## Start
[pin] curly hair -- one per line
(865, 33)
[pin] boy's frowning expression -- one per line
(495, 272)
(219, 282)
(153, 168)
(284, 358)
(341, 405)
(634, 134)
## End
• _Given request_: Return every line of the listing above verbatim, keeping each line in its original order.

• _Complete response_:
[pin] curly hair -- one per line
(865, 33)
[pin] boy's frowning expression -- one per line
(495, 272)
(219, 282)
(153, 168)
(284, 358)
(341, 405)
(634, 134)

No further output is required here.